Short exercise >> Rewrite every line of the listing below, starting with the line that contains "Question. Place one point on every instance of the muffin" and going on through the line that contains "x=612 y=647", both included. Offset each coordinate in the answers by 86 and leave all other numbers unchanged.

## start Exercise material

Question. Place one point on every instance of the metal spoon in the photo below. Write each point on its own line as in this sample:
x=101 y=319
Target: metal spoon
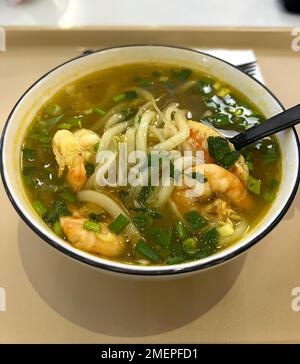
x=284 y=120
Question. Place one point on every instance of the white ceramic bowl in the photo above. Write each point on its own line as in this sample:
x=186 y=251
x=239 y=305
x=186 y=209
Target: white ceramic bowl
x=26 y=108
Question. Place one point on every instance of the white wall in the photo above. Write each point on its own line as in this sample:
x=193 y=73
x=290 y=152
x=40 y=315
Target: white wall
x=67 y=13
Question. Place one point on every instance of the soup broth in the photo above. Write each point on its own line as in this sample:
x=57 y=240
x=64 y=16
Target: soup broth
x=148 y=107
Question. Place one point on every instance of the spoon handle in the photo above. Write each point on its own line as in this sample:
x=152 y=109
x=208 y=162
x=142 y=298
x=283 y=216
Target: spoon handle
x=284 y=120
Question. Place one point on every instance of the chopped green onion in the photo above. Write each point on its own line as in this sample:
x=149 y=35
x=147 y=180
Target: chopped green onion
x=238 y=112
x=195 y=220
x=273 y=183
x=44 y=139
x=190 y=246
x=204 y=87
x=99 y=111
x=224 y=91
x=144 y=194
x=64 y=126
x=268 y=196
x=57 y=228
x=118 y=224
x=220 y=150
x=180 y=230
x=68 y=196
x=53 y=121
x=144 y=249
x=119 y=97
x=96 y=217
x=29 y=154
x=53 y=109
x=39 y=207
x=254 y=185
x=92 y=226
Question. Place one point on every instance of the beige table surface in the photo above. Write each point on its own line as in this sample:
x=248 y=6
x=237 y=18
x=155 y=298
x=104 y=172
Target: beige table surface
x=51 y=298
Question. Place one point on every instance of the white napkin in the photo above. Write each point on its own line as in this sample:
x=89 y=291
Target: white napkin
x=236 y=57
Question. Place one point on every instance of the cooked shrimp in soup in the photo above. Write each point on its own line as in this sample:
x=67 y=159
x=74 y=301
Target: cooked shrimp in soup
x=206 y=197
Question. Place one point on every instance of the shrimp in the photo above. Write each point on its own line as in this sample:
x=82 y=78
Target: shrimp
x=220 y=182
x=199 y=134
x=105 y=242
x=72 y=150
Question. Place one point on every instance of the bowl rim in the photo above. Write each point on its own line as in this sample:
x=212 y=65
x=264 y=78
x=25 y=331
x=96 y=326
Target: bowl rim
x=173 y=270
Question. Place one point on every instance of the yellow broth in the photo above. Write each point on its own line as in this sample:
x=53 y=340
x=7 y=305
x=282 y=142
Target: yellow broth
x=84 y=104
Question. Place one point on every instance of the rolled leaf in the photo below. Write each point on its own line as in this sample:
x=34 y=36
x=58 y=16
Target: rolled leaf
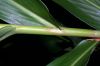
x=6 y=32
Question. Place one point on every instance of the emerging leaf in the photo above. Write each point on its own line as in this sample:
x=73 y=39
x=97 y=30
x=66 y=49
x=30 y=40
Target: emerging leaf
x=6 y=32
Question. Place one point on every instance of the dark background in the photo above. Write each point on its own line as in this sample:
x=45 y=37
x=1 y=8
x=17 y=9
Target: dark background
x=30 y=49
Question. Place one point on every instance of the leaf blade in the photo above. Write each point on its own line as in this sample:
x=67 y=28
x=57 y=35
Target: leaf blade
x=86 y=10
x=77 y=55
x=17 y=13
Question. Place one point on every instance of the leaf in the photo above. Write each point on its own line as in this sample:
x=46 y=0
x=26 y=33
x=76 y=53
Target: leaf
x=26 y=12
x=86 y=10
x=78 y=56
x=6 y=32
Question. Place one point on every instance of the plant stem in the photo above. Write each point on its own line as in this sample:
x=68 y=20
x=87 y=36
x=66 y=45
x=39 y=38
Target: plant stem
x=54 y=31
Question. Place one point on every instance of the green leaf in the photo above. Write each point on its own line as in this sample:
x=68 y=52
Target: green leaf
x=86 y=10
x=78 y=56
x=6 y=32
x=26 y=12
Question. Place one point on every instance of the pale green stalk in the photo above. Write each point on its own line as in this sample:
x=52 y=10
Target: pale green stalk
x=54 y=31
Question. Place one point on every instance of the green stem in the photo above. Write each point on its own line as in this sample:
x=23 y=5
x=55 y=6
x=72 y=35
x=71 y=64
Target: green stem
x=54 y=31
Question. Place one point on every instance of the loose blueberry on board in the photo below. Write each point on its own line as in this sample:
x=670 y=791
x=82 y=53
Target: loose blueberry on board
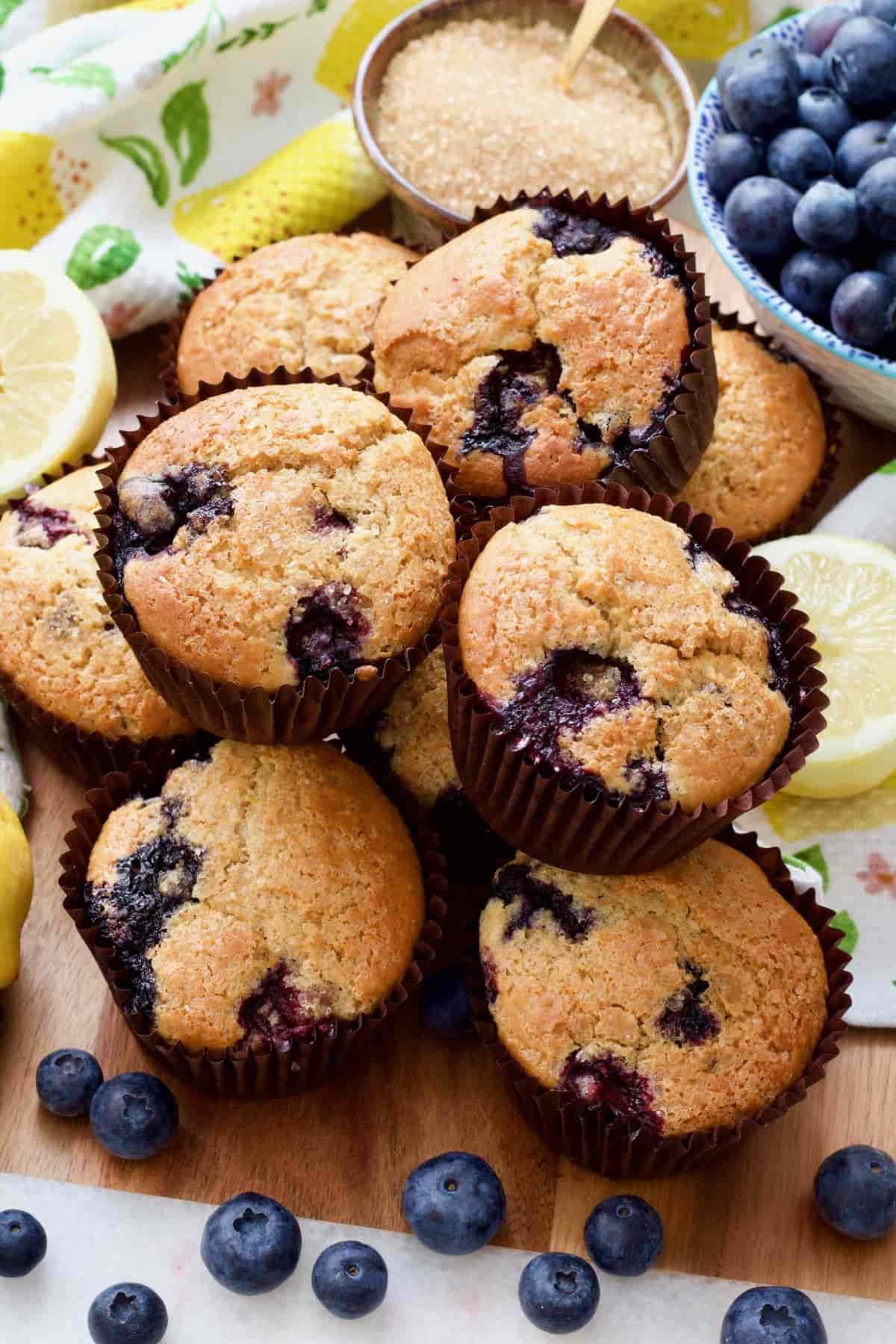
x=856 y=1192
x=860 y=148
x=862 y=309
x=559 y=1293
x=623 y=1236
x=454 y=1203
x=349 y=1280
x=127 y=1313
x=67 y=1081
x=445 y=1003
x=252 y=1243
x=810 y=279
x=800 y=156
x=825 y=112
x=876 y=199
x=827 y=218
x=759 y=217
x=134 y=1116
x=23 y=1243
x=862 y=62
x=773 y=1316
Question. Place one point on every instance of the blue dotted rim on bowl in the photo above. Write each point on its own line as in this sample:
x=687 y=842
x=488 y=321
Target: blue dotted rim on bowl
x=709 y=122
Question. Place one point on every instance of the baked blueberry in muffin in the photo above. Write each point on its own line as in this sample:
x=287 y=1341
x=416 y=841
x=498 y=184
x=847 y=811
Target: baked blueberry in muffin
x=307 y=302
x=58 y=644
x=543 y=347
x=613 y=648
x=265 y=893
x=277 y=532
x=682 y=999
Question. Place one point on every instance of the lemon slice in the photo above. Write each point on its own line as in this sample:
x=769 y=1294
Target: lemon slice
x=848 y=591
x=57 y=371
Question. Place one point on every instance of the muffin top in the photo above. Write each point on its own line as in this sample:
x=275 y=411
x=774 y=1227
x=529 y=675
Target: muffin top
x=277 y=532
x=265 y=892
x=541 y=347
x=58 y=643
x=768 y=441
x=684 y=999
x=613 y=647
x=308 y=302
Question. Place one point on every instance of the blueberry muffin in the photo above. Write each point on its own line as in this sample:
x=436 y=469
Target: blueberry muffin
x=768 y=443
x=58 y=644
x=264 y=893
x=684 y=999
x=308 y=302
x=279 y=532
x=541 y=347
x=612 y=647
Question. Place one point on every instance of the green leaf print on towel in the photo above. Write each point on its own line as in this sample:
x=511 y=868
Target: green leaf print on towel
x=187 y=125
x=148 y=159
x=101 y=255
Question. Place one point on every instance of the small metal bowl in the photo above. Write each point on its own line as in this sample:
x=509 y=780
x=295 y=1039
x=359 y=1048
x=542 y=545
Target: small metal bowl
x=648 y=60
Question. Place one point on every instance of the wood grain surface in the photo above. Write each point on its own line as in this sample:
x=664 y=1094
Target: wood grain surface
x=343 y=1152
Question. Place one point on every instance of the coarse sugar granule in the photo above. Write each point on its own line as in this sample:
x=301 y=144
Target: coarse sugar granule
x=474 y=111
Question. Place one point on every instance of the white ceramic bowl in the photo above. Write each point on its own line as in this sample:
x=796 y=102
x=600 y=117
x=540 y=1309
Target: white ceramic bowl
x=860 y=381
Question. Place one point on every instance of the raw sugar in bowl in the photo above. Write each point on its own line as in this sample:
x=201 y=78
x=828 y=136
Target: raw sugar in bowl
x=445 y=141
x=860 y=379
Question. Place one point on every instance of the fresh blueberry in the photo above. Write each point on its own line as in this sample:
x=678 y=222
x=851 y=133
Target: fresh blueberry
x=824 y=111
x=761 y=94
x=23 y=1243
x=623 y=1236
x=773 y=1316
x=862 y=62
x=127 y=1313
x=454 y=1203
x=876 y=199
x=759 y=217
x=252 y=1243
x=827 y=218
x=809 y=281
x=822 y=26
x=134 y=1116
x=862 y=309
x=862 y=147
x=856 y=1192
x=559 y=1293
x=445 y=1003
x=349 y=1280
x=800 y=156
x=66 y=1081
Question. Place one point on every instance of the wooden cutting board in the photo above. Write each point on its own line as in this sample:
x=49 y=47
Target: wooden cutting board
x=341 y=1154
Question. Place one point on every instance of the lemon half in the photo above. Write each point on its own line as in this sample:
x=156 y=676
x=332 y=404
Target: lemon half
x=848 y=591
x=57 y=371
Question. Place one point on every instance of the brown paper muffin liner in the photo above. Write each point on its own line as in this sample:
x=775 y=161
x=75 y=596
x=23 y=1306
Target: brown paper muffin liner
x=578 y=828
x=245 y=1071
x=292 y=714
x=601 y=1139
x=87 y=756
x=671 y=458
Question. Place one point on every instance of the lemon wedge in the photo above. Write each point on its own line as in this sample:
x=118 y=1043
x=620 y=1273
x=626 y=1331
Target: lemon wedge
x=848 y=591
x=57 y=371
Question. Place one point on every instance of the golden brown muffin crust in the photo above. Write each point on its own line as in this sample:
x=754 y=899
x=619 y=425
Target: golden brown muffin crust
x=696 y=987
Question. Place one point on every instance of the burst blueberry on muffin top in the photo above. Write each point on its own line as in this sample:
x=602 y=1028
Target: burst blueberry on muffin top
x=768 y=440
x=541 y=347
x=277 y=532
x=682 y=999
x=265 y=893
x=58 y=643
x=613 y=647
x=307 y=302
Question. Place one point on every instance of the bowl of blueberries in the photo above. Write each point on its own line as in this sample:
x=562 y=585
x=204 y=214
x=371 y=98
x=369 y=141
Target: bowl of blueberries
x=793 y=171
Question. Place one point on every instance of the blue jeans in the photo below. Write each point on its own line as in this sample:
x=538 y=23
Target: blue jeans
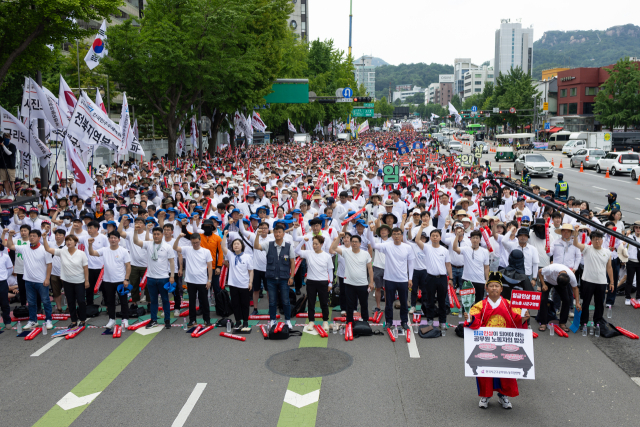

## end Exercise material

Answer to the problem >>
Question. Place one point on every instance of the muffin top in the photo above. Write each point on its own line as in this sample:
x=275 y=411
x=774 y=1227
x=529 y=675
Target: muffin top
x=363 y=618
x=351 y=978
x=627 y=433
x=144 y=729
x=854 y=527
x=770 y=1085
x=699 y=733
x=394 y=388
Question. Place one point on every instance of the blueberry muffin in the photo above. Write each point on its own line as in this sample:
x=436 y=469
Target: blueberry muffin
x=854 y=529
x=144 y=730
x=350 y=979
x=770 y=1085
x=394 y=388
x=365 y=618
x=627 y=433
x=698 y=733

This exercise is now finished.